• _Extracted data entries_:
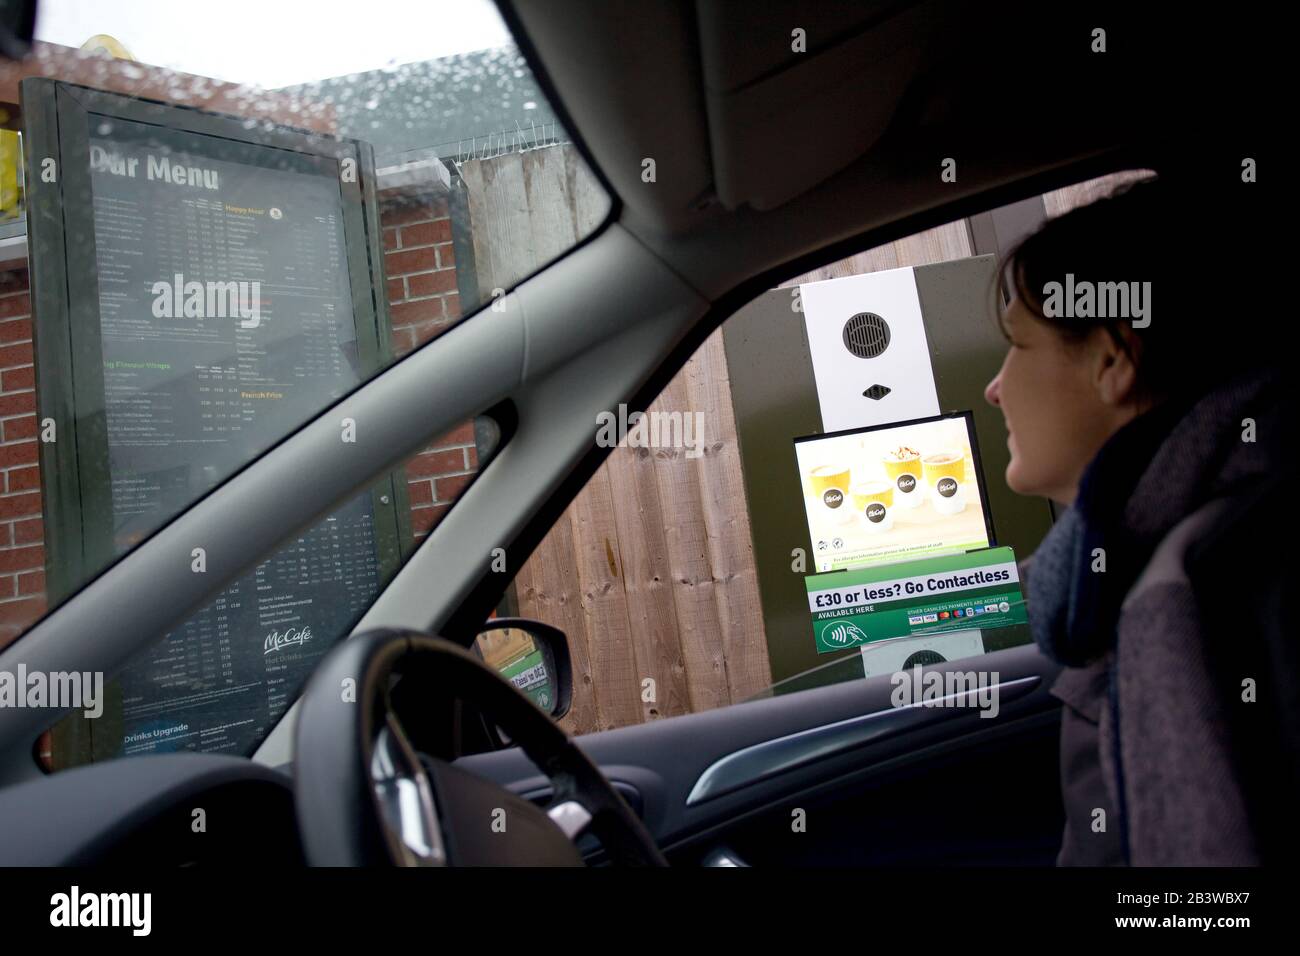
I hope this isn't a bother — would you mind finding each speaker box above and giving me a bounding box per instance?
[800,267,940,432]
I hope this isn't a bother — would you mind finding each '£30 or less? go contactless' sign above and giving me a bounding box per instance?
[806,546,1026,654]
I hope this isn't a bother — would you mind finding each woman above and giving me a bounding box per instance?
[983,175,1292,865]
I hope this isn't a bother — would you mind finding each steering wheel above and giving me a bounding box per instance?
[292,628,667,866]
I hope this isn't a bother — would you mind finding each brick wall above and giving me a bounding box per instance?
[0,267,44,647]
[377,188,478,543]
[0,182,478,649]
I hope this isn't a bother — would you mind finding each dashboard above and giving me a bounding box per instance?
[0,753,303,866]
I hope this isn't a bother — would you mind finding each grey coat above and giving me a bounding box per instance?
[1026,368,1290,866]
[1050,496,1258,865]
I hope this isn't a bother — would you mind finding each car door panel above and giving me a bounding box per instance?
[456,642,1065,864]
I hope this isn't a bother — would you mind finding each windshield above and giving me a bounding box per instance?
[0,0,609,769]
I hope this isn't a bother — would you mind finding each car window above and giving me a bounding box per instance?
[0,0,610,769]
[503,171,1151,736]
[744,600,1034,702]
[0,0,607,643]
[39,423,492,769]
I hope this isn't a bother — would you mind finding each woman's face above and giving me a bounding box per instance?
[984,297,1140,505]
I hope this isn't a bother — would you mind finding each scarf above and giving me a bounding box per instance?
[1028,368,1280,667]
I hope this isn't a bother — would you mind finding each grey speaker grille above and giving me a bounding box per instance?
[842,312,890,358]
[903,649,947,668]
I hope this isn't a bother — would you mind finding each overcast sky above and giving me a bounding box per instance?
[34,0,515,87]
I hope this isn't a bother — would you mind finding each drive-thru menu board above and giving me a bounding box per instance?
[93,123,387,756]
[89,119,361,550]
[23,80,404,762]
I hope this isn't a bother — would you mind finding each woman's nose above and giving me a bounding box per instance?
[984,372,1001,407]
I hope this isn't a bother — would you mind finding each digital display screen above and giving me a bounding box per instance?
[793,411,995,572]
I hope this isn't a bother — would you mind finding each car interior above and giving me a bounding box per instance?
[0,1,1267,866]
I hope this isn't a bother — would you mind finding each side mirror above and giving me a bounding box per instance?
[471,618,572,721]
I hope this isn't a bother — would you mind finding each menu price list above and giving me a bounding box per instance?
[89,120,358,548]
[119,494,382,757]
[82,119,388,757]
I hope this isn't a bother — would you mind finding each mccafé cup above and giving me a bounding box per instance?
[921,451,967,515]
[808,463,852,523]
[881,446,922,510]
[851,481,895,533]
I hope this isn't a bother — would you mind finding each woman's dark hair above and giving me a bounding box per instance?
[996,174,1268,403]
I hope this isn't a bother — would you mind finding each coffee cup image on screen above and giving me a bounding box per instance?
[850,481,894,532]
[794,412,993,571]
[922,450,967,515]
[881,445,923,509]
[807,463,854,524]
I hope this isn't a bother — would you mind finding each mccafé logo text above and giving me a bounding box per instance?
[823,489,844,508]
[264,626,313,655]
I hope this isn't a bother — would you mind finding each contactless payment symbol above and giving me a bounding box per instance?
[821,620,869,648]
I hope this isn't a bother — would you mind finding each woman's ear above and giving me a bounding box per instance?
[1089,324,1141,407]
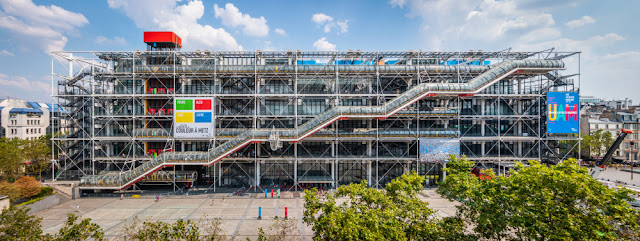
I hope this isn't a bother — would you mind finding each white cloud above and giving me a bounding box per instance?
[313,37,336,51]
[213,3,269,37]
[108,0,242,50]
[390,0,558,49]
[312,13,333,24]
[582,51,640,102]
[94,36,127,45]
[391,0,638,102]
[0,49,15,56]
[311,13,349,34]
[0,0,87,53]
[565,16,595,28]
[0,0,88,30]
[274,28,286,36]
[0,74,51,100]
[336,20,349,33]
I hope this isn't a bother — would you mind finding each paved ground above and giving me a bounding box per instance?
[35,189,458,240]
[596,168,640,191]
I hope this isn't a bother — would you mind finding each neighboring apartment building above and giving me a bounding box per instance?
[616,112,639,161]
[602,98,633,110]
[0,99,64,140]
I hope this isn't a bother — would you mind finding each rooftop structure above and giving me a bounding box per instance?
[50,32,581,191]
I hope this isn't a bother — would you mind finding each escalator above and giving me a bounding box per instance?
[80,59,563,189]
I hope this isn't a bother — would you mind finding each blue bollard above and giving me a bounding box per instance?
[258,207,262,220]
[264,189,267,198]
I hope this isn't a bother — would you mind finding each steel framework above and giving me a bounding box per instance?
[50,49,580,191]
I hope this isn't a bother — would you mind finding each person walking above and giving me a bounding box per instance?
[155,195,159,202]
[75,204,80,212]
[120,194,124,200]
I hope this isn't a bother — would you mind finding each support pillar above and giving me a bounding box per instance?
[256,161,261,187]
[367,161,372,187]
[294,160,298,191]
[332,160,336,188]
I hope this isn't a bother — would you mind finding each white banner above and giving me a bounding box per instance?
[419,138,460,162]
[174,98,214,138]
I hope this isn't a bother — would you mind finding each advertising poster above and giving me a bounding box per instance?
[419,138,460,162]
[547,92,579,134]
[174,98,213,138]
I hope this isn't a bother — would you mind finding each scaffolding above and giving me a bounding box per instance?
[50,49,581,191]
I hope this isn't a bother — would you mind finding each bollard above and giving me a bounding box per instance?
[265,189,267,198]
[258,207,262,220]
[285,207,288,219]
[277,188,280,198]
[271,189,274,198]
[275,207,279,219]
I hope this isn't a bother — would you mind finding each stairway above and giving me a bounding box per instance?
[80,59,564,189]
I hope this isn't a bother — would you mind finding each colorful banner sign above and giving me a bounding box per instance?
[419,138,460,162]
[547,92,579,134]
[174,98,214,138]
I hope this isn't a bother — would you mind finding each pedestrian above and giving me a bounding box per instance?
[76,204,80,212]
[155,195,159,202]
[120,194,124,200]
[211,199,215,206]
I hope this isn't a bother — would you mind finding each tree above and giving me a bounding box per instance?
[44,213,104,241]
[0,206,43,240]
[438,155,640,240]
[119,216,227,240]
[0,181,21,202]
[257,219,300,241]
[0,138,27,181]
[14,176,41,199]
[24,135,52,179]
[582,129,615,158]
[303,171,467,241]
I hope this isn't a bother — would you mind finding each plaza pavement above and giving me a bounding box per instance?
[34,189,458,240]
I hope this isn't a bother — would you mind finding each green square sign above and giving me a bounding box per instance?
[175,99,193,110]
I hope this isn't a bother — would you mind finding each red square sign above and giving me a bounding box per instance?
[194,99,212,110]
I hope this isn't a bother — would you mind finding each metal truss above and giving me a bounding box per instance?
[52,50,580,190]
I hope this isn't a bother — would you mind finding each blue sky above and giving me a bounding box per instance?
[0,0,638,102]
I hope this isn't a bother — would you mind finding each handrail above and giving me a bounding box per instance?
[79,60,564,189]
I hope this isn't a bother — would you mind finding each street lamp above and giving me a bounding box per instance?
[631,141,635,180]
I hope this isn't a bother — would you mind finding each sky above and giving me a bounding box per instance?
[0,0,638,102]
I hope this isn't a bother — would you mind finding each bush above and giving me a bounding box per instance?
[14,176,41,199]
[34,186,54,199]
[0,181,20,202]
[15,196,46,207]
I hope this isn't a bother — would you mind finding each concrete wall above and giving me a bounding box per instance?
[25,193,68,215]
[0,196,9,210]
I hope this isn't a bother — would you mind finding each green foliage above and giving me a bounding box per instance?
[15,196,46,207]
[256,219,300,241]
[0,138,27,181]
[35,186,55,198]
[303,171,467,241]
[13,186,54,207]
[0,206,43,240]
[0,136,52,181]
[438,156,640,240]
[44,213,105,241]
[582,129,615,157]
[120,216,227,240]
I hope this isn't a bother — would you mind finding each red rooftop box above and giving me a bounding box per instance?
[144,31,182,48]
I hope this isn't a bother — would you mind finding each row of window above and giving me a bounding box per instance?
[10,128,42,135]
[9,119,41,126]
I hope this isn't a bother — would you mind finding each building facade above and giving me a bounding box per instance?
[0,99,63,140]
[51,32,580,191]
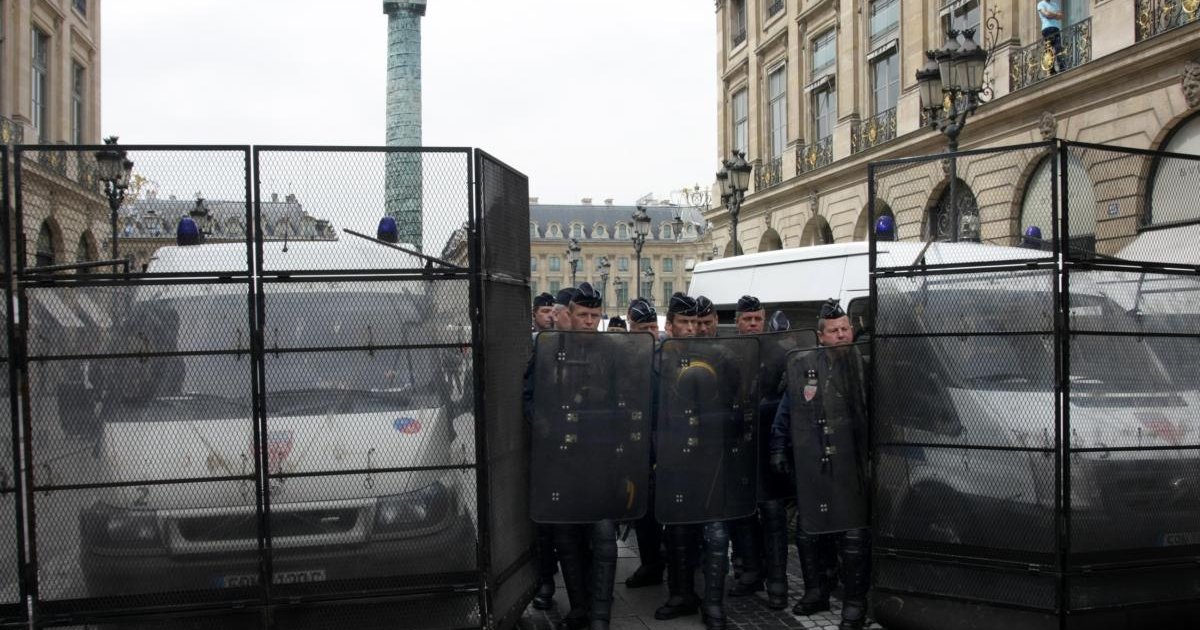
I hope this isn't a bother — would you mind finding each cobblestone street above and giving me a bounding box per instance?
[517,534,881,630]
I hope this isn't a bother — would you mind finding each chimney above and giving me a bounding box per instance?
[581,197,592,205]
[271,193,279,203]
[285,193,297,204]
[604,198,613,206]
[529,197,539,205]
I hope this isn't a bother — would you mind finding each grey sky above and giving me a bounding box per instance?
[101,0,718,206]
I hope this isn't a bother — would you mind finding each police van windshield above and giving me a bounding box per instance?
[101,291,447,420]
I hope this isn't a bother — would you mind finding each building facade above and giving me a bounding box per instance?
[712,0,1200,256]
[530,200,711,313]
[3,0,105,269]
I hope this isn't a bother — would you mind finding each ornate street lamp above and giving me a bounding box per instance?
[718,151,752,255]
[917,28,989,242]
[642,265,656,306]
[566,237,581,285]
[95,136,134,258]
[631,205,652,297]
[597,256,611,306]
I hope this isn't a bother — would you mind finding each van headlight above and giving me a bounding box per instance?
[373,481,454,536]
[81,504,163,549]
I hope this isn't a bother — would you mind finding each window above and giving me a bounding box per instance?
[767,65,787,160]
[662,281,674,306]
[530,256,538,272]
[531,280,538,295]
[530,222,540,238]
[942,0,980,46]
[550,256,561,272]
[72,62,85,144]
[615,222,630,240]
[731,0,747,46]
[32,27,49,144]
[871,52,899,115]
[869,0,899,42]
[812,29,836,78]
[732,88,749,157]
[73,0,87,16]
[813,89,836,140]
[616,283,629,308]
[569,223,584,239]
[660,223,674,240]
[618,257,629,272]
[547,223,562,238]
[549,280,561,294]
[592,223,608,238]
[663,257,674,273]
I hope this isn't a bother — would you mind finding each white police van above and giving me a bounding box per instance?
[690,240,1199,553]
[79,235,478,600]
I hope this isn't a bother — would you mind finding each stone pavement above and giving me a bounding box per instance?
[515,534,882,630]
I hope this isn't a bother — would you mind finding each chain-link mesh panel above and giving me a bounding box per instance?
[874,554,1059,611]
[475,151,534,627]
[0,144,21,622]
[254,149,471,271]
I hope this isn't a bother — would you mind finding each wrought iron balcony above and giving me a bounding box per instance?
[1136,0,1200,41]
[732,27,747,47]
[1010,18,1091,91]
[797,137,833,174]
[851,109,897,153]
[755,156,783,191]
[766,0,784,18]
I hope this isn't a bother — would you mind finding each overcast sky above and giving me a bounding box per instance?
[101,0,718,206]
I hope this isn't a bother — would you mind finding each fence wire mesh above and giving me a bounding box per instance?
[3,145,526,629]
[869,139,1200,626]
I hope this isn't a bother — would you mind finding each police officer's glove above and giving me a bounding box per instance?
[769,450,791,476]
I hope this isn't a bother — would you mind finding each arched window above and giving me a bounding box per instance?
[76,231,98,272]
[854,202,894,241]
[659,223,674,240]
[615,222,629,240]
[1148,115,1200,226]
[800,215,833,246]
[759,228,784,251]
[592,223,608,239]
[35,220,58,267]
[547,223,563,239]
[569,223,584,239]
[1021,153,1097,253]
[925,180,978,242]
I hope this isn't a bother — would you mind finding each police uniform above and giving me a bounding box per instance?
[528,291,561,610]
[623,298,666,589]
[768,300,870,630]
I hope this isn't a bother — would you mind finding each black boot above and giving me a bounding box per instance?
[838,529,871,630]
[553,526,590,630]
[589,521,618,630]
[532,524,558,610]
[727,516,763,597]
[627,484,665,588]
[761,500,789,610]
[792,531,830,616]
[700,522,729,630]
[654,526,699,620]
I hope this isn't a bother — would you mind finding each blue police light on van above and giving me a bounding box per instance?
[176,216,203,246]
[1021,225,1042,249]
[378,217,400,243]
[875,214,896,241]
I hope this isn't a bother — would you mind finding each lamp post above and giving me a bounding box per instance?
[717,151,753,255]
[94,136,134,258]
[642,265,656,306]
[917,28,988,242]
[631,205,652,297]
[597,256,611,306]
[566,237,581,285]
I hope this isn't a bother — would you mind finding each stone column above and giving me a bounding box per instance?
[383,1,427,249]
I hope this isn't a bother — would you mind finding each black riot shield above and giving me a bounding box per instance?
[786,341,869,534]
[755,329,818,502]
[529,331,655,524]
[655,336,760,525]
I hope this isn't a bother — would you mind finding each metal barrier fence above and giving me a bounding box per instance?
[867,140,1200,629]
[1,144,532,629]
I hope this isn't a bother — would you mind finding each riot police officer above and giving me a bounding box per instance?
[695,295,719,337]
[627,298,660,336]
[624,297,666,589]
[769,299,870,630]
[533,292,556,333]
[654,293,732,630]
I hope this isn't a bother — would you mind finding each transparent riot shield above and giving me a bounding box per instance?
[786,341,870,534]
[529,331,655,524]
[655,336,760,525]
[755,329,818,502]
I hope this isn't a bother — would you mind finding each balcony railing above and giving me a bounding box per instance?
[1010,18,1092,92]
[0,116,23,145]
[797,137,833,174]
[766,0,784,19]
[732,27,747,47]
[851,108,897,153]
[1136,0,1200,41]
[755,156,783,191]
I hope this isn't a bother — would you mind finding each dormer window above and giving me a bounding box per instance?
[592,223,608,239]
[615,222,630,240]
[569,223,584,239]
[547,223,563,239]
[659,223,674,240]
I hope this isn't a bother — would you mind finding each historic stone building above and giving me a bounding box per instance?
[3,0,106,269]
[711,0,1200,256]
[529,199,711,312]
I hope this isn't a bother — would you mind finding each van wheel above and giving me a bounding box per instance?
[910,487,978,546]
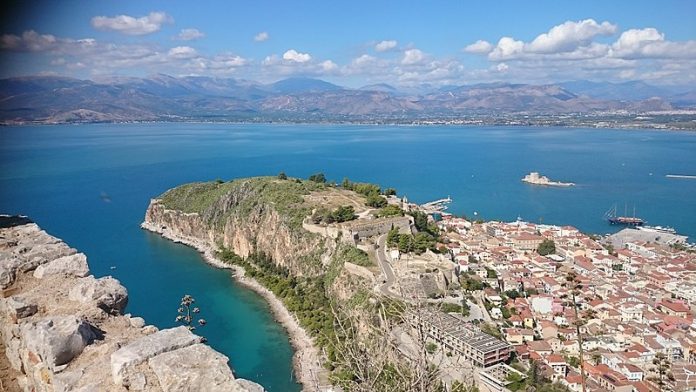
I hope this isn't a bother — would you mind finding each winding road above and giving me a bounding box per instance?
[376,234,399,297]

• _Activity_: I need the lines from the one containing "finding each balcony" through the end of the records retyped exactly, with the pictures left out.

• _Answer box_:
I hope this isn't a bother — would you mind finding each balcony railing above and giving me a bounding box per instance?
[1010,18,1092,92]
[0,116,23,145]
[797,137,833,174]
[766,0,784,19]
[732,27,747,47]
[851,108,897,153]
[1136,0,1200,41]
[755,156,783,191]
I hope this isn't a bother — would you mind finding each dormer window above and giving me a bounding box per instance?
[592,223,608,239]
[615,222,630,240]
[569,223,584,239]
[547,223,563,239]
[659,223,674,240]
I hope this isn't a bother — would you mind finding each historic stone building above and giving me a bounding box per instance?
[3,0,106,269]
[711,0,1200,256]
[529,199,711,312]
I hope this isn't a bother — would you mind finding each van wheel above and giving me a bounding box per instance?
[910,487,978,546]
I hope this isn't a bother — would you mind finding each winding road above and giving me a bounding box per instance?
[376,234,399,297]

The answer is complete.